- RECORDED INFORMATION
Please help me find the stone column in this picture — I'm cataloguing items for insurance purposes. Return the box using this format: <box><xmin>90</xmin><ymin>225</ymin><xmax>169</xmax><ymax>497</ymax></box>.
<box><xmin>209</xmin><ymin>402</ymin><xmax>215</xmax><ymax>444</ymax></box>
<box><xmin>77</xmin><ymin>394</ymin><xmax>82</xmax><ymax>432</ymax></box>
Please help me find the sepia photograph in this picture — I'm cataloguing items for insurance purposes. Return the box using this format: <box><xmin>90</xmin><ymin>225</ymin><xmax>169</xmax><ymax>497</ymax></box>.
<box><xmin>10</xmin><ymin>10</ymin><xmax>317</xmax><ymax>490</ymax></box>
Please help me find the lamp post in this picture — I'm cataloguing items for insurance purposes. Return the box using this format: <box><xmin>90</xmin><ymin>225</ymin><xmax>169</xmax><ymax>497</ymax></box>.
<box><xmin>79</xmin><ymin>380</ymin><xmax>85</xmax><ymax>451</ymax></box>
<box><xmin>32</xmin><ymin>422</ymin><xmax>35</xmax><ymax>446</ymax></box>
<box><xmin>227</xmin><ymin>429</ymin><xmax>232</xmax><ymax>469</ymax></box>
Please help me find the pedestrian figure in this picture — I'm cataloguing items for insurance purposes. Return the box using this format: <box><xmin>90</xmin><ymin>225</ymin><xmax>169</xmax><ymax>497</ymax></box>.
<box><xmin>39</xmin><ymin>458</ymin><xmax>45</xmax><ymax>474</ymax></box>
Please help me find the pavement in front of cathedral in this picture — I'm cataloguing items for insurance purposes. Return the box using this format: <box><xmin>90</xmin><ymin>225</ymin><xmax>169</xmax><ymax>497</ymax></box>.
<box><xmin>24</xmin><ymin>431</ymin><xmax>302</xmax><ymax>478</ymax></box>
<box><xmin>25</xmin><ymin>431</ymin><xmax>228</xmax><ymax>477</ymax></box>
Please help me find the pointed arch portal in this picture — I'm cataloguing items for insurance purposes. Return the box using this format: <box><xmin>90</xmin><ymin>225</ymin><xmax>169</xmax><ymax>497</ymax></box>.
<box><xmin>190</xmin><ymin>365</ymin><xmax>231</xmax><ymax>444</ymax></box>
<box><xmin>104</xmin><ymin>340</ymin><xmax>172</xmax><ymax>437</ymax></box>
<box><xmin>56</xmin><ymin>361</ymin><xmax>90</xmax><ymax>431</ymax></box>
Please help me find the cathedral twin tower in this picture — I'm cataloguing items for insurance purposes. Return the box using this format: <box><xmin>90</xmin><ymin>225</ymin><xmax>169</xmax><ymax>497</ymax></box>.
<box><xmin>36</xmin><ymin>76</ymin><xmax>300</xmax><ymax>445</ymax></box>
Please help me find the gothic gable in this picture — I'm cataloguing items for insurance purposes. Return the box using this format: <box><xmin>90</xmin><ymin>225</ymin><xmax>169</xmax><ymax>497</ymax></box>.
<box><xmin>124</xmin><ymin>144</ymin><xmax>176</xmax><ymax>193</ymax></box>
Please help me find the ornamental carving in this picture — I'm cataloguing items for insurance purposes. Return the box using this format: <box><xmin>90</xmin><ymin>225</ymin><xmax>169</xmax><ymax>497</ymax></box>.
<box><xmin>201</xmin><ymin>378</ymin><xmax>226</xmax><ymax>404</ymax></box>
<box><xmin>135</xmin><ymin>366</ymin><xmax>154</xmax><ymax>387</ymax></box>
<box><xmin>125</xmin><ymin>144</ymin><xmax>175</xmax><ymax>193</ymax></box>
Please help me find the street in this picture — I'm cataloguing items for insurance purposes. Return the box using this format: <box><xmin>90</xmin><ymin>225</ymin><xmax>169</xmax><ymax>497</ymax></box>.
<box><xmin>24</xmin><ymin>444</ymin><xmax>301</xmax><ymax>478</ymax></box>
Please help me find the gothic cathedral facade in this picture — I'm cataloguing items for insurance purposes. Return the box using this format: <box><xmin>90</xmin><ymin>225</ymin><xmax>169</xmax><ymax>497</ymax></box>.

- WRITTEN REQUEST
Reproduce the full listing word for word.

- OUTPUT
Please help me find the stone column in this picture — I'm cataloguing items for insurance purposes. Return the box using this format: <box><xmin>90</xmin><ymin>225</ymin><xmax>169</xmax><ymax>497</ymax></box>.
<box><xmin>209</xmin><ymin>402</ymin><xmax>215</xmax><ymax>444</ymax></box>
<box><xmin>77</xmin><ymin>394</ymin><xmax>82</xmax><ymax>432</ymax></box>
Please help me find the sepia photograph in this picture — I'm cataloguing items for insurance purposes. Return the box using this format: <box><xmin>90</xmin><ymin>225</ymin><xmax>169</xmax><ymax>497</ymax></box>.
<box><xmin>10</xmin><ymin>10</ymin><xmax>317</xmax><ymax>490</ymax></box>
Please help me find the lamp post in this picture — I'm cataloguing items for insurance purposes. Return the box using this format: <box><xmin>90</xmin><ymin>225</ymin><xmax>169</xmax><ymax>497</ymax></box>.
<box><xmin>79</xmin><ymin>380</ymin><xmax>85</xmax><ymax>451</ymax></box>
<box><xmin>32</xmin><ymin>422</ymin><xmax>35</xmax><ymax>446</ymax></box>
<box><xmin>227</xmin><ymin>429</ymin><xmax>232</xmax><ymax>469</ymax></box>
Please help me find the pedestrian figure in this picture — I'm cataloguing items for insurance purposes. Return the box using this format: <box><xmin>90</xmin><ymin>225</ymin><xmax>169</xmax><ymax>497</ymax></box>.
<box><xmin>39</xmin><ymin>458</ymin><xmax>45</xmax><ymax>474</ymax></box>
Please help me find the pavement in front of cathedral in this picture — I'm cataloguing items for insurance purposes. Return the box using this format: <box><xmin>90</xmin><ymin>225</ymin><xmax>169</xmax><ymax>497</ymax></box>.
<box><xmin>24</xmin><ymin>431</ymin><xmax>302</xmax><ymax>478</ymax></box>
<box><xmin>25</xmin><ymin>431</ymin><xmax>228</xmax><ymax>477</ymax></box>
Please help me find the pointed arch portal in this picture — I'm cataloguing items for insurance purposes. Return the box using this format: <box><xmin>90</xmin><ymin>225</ymin><xmax>169</xmax><ymax>497</ymax></box>.
<box><xmin>190</xmin><ymin>365</ymin><xmax>231</xmax><ymax>444</ymax></box>
<box><xmin>104</xmin><ymin>340</ymin><xmax>172</xmax><ymax>437</ymax></box>
<box><xmin>56</xmin><ymin>361</ymin><xmax>90</xmax><ymax>431</ymax></box>
Please help me find the cathedral twin tower in this picture — I'm cataloguing items for insurance purposes. Return the box using this format: <box><xmin>90</xmin><ymin>225</ymin><xmax>169</xmax><ymax>497</ymax></box>.
<box><xmin>36</xmin><ymin>76</ymin><xmax>300</xmax><ymax>445</ymax></box>
Please help me find the gothic gable in this picture — I'm cataloguing items for insurance purposes. Return the box using this format: <box><xmin>90</xmin><ymin>225</ymin><xmax>169</xmax><ymax>497</ymax></box>.
<box><xmin>124</xmin><ymin>144</ymin><xmax>176</xmax><ymax>193</ymax></box>
Please help me find the ornamental carving in this picture — I'm cataloguing items for insurance purposes. Return the box using this format: <box><xmin>90</xmin><ymin>225</ymin><xmax>169</xmax><ymax>497</ymax></box>.
<box><xmin>201</xmin><ymin>378</ymin><xmax>226</xmax><ymax>404</ymax></box>
<box><xmin>135</xmin><ymin>366</ymin><xmax>154</xmax><ymax>387</ymax></box>
<box><xmin>125</xmin><ymin>144</ymin><xmax>175</xmax><ymax>193</ymax></box>
Please help me find the street in this picture — I'm cataloguing items for insurance purposes. Return the box using this format: <box><xmin>90</xmin><ymin>225</ymin><xmax>169</xmax><ymax>497</ymax></box>.
<box><xmin>24</xmin><ymin>444</ymin><xmax>301</xmax><ymax>478</ymax></box>
Please help me find the gothic cathedral facade in this picture — I'm cataloguing items for insurance purposes. Return the box using this format: <box><xmin>90</xmin><ymin>225</ymin><xmax>169</xmax><ymax>497</ymax></box>.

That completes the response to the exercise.